→ EXERCISE OBJECTIVE:
Render all the lines below as a Markdown table with two columns, No. and Content, numbering each row and leaving out any blank lines.

********

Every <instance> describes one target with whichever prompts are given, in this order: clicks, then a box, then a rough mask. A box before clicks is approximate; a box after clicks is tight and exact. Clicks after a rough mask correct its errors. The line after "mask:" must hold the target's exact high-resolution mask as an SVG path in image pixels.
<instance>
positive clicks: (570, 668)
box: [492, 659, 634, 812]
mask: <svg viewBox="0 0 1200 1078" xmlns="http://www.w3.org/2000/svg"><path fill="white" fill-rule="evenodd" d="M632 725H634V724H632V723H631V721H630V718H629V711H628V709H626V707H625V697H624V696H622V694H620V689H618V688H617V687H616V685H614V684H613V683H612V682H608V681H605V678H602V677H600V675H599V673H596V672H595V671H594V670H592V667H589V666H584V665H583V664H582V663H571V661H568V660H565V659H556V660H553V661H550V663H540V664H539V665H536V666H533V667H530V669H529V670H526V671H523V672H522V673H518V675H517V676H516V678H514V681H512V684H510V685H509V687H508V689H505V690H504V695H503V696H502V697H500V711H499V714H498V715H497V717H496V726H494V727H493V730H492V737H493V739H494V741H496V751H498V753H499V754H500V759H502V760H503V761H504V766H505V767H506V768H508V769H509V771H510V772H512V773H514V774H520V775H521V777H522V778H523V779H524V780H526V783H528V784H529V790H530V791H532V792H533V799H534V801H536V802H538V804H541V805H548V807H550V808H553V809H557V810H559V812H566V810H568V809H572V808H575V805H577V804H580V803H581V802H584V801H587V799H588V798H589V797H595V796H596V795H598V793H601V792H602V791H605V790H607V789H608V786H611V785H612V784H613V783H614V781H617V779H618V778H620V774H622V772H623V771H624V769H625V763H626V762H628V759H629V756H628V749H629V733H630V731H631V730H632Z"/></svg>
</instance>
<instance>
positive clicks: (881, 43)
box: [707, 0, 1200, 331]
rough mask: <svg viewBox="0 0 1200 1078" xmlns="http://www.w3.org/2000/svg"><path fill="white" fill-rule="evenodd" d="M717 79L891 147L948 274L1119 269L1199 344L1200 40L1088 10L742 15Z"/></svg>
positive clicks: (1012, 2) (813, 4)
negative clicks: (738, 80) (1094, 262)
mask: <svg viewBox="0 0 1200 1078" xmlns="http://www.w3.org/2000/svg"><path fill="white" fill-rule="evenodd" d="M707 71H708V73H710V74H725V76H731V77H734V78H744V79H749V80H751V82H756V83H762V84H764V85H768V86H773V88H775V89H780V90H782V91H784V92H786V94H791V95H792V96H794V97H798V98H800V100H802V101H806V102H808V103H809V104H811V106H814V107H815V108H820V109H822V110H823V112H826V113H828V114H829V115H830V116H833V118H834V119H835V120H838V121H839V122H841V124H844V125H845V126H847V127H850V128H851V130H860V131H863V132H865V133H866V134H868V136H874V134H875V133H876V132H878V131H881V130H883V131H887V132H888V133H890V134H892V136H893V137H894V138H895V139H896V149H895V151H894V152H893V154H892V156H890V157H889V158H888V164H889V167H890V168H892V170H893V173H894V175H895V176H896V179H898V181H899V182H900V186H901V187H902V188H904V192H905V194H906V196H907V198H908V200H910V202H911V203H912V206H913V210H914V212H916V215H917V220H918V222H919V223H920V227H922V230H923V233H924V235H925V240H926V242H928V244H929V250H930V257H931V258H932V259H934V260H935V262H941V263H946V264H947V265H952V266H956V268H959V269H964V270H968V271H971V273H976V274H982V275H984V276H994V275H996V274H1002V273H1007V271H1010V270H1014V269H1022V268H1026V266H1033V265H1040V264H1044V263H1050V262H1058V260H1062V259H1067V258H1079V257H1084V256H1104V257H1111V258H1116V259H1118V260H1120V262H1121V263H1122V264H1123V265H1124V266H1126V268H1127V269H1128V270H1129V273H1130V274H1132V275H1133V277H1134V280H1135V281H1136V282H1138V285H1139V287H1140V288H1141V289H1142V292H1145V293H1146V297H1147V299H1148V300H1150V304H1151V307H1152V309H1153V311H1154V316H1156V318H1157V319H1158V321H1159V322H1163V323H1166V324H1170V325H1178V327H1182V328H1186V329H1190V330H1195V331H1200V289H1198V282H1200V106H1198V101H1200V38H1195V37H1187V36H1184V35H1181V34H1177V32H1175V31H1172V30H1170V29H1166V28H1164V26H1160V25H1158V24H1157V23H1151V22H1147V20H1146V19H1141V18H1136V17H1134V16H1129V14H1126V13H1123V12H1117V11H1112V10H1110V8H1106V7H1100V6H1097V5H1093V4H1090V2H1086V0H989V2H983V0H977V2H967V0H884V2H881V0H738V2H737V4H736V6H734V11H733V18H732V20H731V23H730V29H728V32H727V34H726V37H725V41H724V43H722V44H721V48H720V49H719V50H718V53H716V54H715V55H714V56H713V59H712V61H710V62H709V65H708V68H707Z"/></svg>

********

→ ANSWER SECTION:
| No. | Content |
|---|---|
| 1 | Every <instance> describes one target with whichever prompts are given, in this order: clicks, then a box, then a rough mask. A box before clicks is approximate; a box after clicks is tight and exact. Clicks after a rough mask correct its errors. The line after "mask:" must hold the target's exact high-resolution mask as an SVG path in image pixels. |
| 2 | <instance> |
| 3 | positive clicks: (570, 668) |
| 4 | box: [492, 659, 634, 812] |
| 5 | mask: <svg viewBox="0 0 1200 1078" xmlns="http://www.w3.org/2000/svg"><path fill="white" fill-rule="evenodd" d="M632 725H634V724H632V723H631V721H630V718H629V711H628V709H626V707H625V697H624V696H622V694H620V689H618V688H617V687H616V685H614V684H613V683H612V682H608V681H605V678H602V677H600V675H599V673H596V672H595V671H594V670H592V667H589V666H584V665H583V664H582V663H571V661H568V660H565V659H556V660H553V661H550V663H540V664H539V665H536V666H533V667H530V669H529V670H526V671H523V672H522V673H518V675H517V676H516V678H514V681H512V684H510V685H509V687H508V689H505V690H504V695H503V696H502V697H500V711H499V714H498V715H497V717H496V726H494V727H493V730H492V737H493V739H494V741H496V751H498V753H499V754H500V759H502V760H503V761H504V766H505V767H506V768H508V769H509V771H510V772H512V773H514V774H520V775H521V777H522V778H523V779H524V780H526V783H528V784H529V790H530V791H532V792H533V799H534V801H536V802H538V804H541V805H548V807H550V808H553V809H557V810H559V812H566V810H568V809H572V808H575V805H577V804H580V803H581V802H584V801H587V799H588V798H589V797H595V796H596V795H598V793H601V792H602V791H605V790H607V789H608V786H611V785H612V784H613V783H614V781H617V779H618V778H620V774H622V772H623V771H624V769H625V763H626V762H628V759H629V756H628V749H629V733H630V731H631V730H632Z"/></svg> |
| 6 | </instance> |
| 7 | <instance> |
| 8 | positive clicks: (881, 43) |
| 9 | box: [707, 0, 1200, 331] |
| 10 | rough mask: <svg viewBox="0 0 1200 1078" xmlns="http://www.w3.org/2000/svg"><path fill="white" fill-rule="evenodd" d="M717 79L891 147L948 274L1119 269L1199 344L1200 40L1088 10L742 15Z"/></svg> |
| 11 | positive clicks: (1012, 2) (813, 4) |
| 12 | negative clicks: (738, 80) (1094, 262) |
| 13 | mask: <svg viewBox="0 0 1200 1078" xmlns="http://www.w3.org/2000/svg"><path fill="white" fill-rule="evenodd" d="M707 71H708V73H710V74H725V76H731V77H734V78H744V79H749V80H751V82H756V83H762V84H764V85H768V86H773V88H775V89H780V90H782V91H784V92H786V94H791V95H792V96H794V97H798V98H800V100H802V101H806V102H808V103H809V104H811V106H814V107H815V108H820V109H822V110H823V112H826V113H828V114H829V115H830V116H833V118H834V119H835V120H838V121H839V122H841V124H844V125H845V126H847V127H850V128H851V130H860V131H863V132H865V133H866V134H868V136H874V134H875V133H876V132H878V131H881V130H883V131H887V132H888V133H890V134H892V136H893V137H894V138H895V139H896V149H895V151H894V152H893V154H892V156H890V157H889V158H888V164H889V167H890V168H892V170H893V173H894V175H895V176H896V179H898V181H899V182H900V186H901V187H902V188H904V192H905V194H906V196H907V198H908V200H910V202H911V203H912V206H913V210H914V212H916V215H917V220H918V222H919V223H920V227H922V230H923V233H924V235H925V240H926V242H928V244H929V250H930V257H931V258H932V259H934V260H935V262H941V263H946V264H947V265H952V266H956V268H959V269H964V270H968V271H971V273H976V274H982V275H984V276H994V275H996V274H1002V273H1007V271H1010V270H1014V269H1022V268H1026V266H1033V265H1040V264H1044V263H1050V262H1058V260H1062V259H1067V258H1079V257H1084V256H1104V257H1111V258H1116V259H1118V260H1120V262H1121V263H1122V264H1123V265H1124V266H1126V268H1127V269H1128V270H1129V273H1130V274H1132V275H1133V277H1134V280H1135V281H1136V282H1138V285H1139V287H1140V288H1141V289H1142V292H1145V293H1146V297H1147V299H1148V300H1150V304H1151V307H1152V309H1153V311H1154V316H1156V318H1157V319H1158V321H1159V322H1163V323H1166V324H1170V325H1178V327H1182V328H1186V329H1190V330H1195V331H1200V289H1198V282H1200V106H1198V101H1200V38H1195V37H1187V36H1184V35H1181V34H1177V32H1175V31H1172V30H1170V29H1166V28H1164V26H1160V25H1158V24H1157V23H1151V22H1147V20H1146V19H1141V18H1136V17H1134V16H1129V14H1126V13H1123V12H1117V11H1112V10H1110V8H1106V7H1100V6H1097V5H1093V4H1090V2H1086V0H989V2H983V0H977V2H967V0H884V2H881V0H738V2H737V4H736V6H734V11H733V18H732V20H731V23H730V29H728V32H727V34H726V37H725V41H724V43H722V44H721V48H720V49H719V50H718V53H716V54H715V55H714V56H713V59H712V61H710V62H709V65H708V68H707Z"/></svg> |